Dans cette perspective, les salariés devraient-ils cesser de dénoncer leurs conditions de travail pour obtenir satisfaction sur les retraites ?
« La CGT a beau se désolidariser des actions coups de poing de certains de ses syndicats, la centrale dirigée par Philippe Martinez n’ira probablement pas plus loin. Les actes manquent derrière les paroles du secrétaire général qui, de facto, cautionne des actes irresponsables ».
Il faudra vraiment que Bodin assimile une bonne fois pour toutes le mode de fonctionnement d’une confédération syndicale, à l’instar de la CGT. Contrairement à la CFDT, organisation homogénéisée et centralisée, où les fédérations et unions locales ont presque toutes le petit doigt sur la couture du pantalon quant aux mots d’ordre lancés par leur chef, Martinez n’a pas le pouvoir d’imposer quoi que ce soit à ses fédérations, au nom de l’autonomie fédérale et de la démocratie syndicale interne. Et ce n’est pas faute, pour Martinez, d’avoir désavoué publiquement par deux fois « ses troupes », en condamnant les violences commises par des fédérations de la CGT.

◆ Données fournies ◆

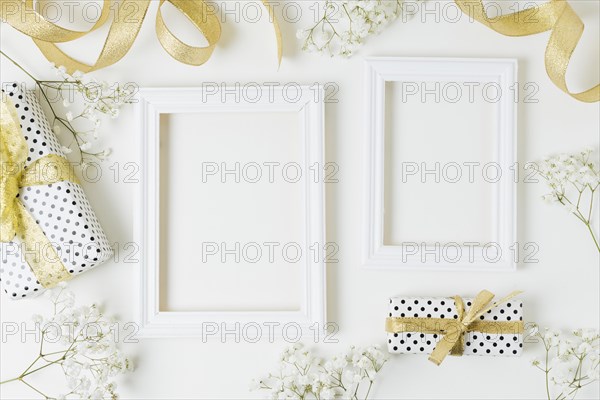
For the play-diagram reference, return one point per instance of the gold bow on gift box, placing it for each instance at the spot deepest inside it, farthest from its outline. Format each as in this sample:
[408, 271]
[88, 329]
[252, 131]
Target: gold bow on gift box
[125, 26]
[453, 330]
[15, 220]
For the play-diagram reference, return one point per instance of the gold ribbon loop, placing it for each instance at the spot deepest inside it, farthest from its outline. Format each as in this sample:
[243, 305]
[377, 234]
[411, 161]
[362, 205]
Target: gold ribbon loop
[205, 22]
[16, 221]
[557, 16]
[453, 330]
[124, 28]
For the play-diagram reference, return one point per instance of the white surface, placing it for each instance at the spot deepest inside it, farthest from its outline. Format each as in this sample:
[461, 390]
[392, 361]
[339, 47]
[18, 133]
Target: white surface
[561, 290]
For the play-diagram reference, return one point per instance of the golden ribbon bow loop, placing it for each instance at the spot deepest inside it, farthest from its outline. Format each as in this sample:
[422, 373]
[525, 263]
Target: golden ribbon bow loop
[124, 29]
[16, 221]
[453, 330]
[556, 16]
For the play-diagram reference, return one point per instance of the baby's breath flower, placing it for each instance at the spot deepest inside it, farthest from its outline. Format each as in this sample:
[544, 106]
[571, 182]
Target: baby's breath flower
[302, 375]
[346, 24]
[573, 180]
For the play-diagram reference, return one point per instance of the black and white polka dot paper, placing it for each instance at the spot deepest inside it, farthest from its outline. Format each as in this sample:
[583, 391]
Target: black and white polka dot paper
[475, 343]
[60, 209]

◆ Travail à faire ◆
Recopiez le texte source en entier, sans y apporter la moindre modification. Les entrées constituent un matériau distinct du texte source.

◆ Résolution du problème ◆
Dans cette perspective, les salariés devraient-ils cesser de dénoncer leurs conditions de travail pour obtenir satisfaction sur les retraites ?
« La CGT a beau se désolidariser des actions coups de poing de certains de ses syndicats, la centrale dirigée par Philippe Martinez n’ira probablement pas plus loin. Les actes manquent derrière les paroles du secrétaire général qui, de facto, cautionne des actes irresponsables ».
Il faudra vraiment que Bodin assimile une bonne fois pour toutes le mode de fonctionnement d’une confédération syndicale, à l’instar de la CGT. Contrairement à la CFDT, organisation homogénéisée et centralisée, où les fédérations et unions locales ont presque toutes le petit doigt sur la couture du pantalon quant aux mots d’ordre lancés par leur chef, Martinez n’a pas le pouvoir d’imposer quoi que ce soit à ses fédérations, au nom de l’autonomie fédérale et de la démocratie syndicale interne. Et ce n’est pas faute, pour Martinez, d’avoir désavoué publiquement par deux fois « ses troupes », en condamnant les violences commises par des fédérations de la CGT.